> [TEXT SHOWN]
-=-=-

Friday, June 29, 2007

Bombers don't need Baghdad as a training ground

Right. The Muslim terrorists in Britain really needed to go to Baghdad to learn how to make the crudest of bombs.

This is what has been expected and feared for some months - that terror tactics honed on the streets of Baghdad would be visited on London and other Western targets.

The police and security services have been preparing for a vehicle-borne attack using either a car or, in the worst case scenario, a hijacked petrol or chemical tanker.

Earlier this year Sir Ian Blair, the Metropolitan Police Commissioner warned that “vehicle borne weaponry is the greatest danger that we can face”.

Counter-terrorism Command confirmed recently that it has been conducting security spot checks on tanker vehicles entering London for more than a year.

-=-=-

[Records excerpted from a collection]
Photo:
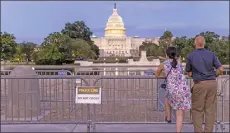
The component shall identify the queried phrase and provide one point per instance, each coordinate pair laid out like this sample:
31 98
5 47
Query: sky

-=-=-

> [USING THE INFORMATION]
a - List every place name that appears in the blog post about bombers and Baghdad.
b - Write the next paragraph of the blog post about bombers and Baghdad, starting after its final sentence.
These items have no connection to the blog post about bombers and Baghdad.

> [RESPONSE LIST]
a - Britain, Baghdad, London

b -
British security agencies are well aware that many young British Muslims have travelled to Iraq and Afghanistan to join the mujahidin and some of those who survive will return here with terrorist expertise.

Anyone remember Alfred Herrhausen? In 1989, the head of Deutsche Bank was assassinated by the Red Army Faction using a roadside bomb with an explosively-formed projectile. So far as I am aware, the Iraq War started some 13-plus years after that event.

Not only that, but the tactics of suicide and roadside bombing were honed by Muslim terrorists on the streets of Jerusalem and other Israeli cities in the 1990s -- in the wake of the Oslo Peace Accords.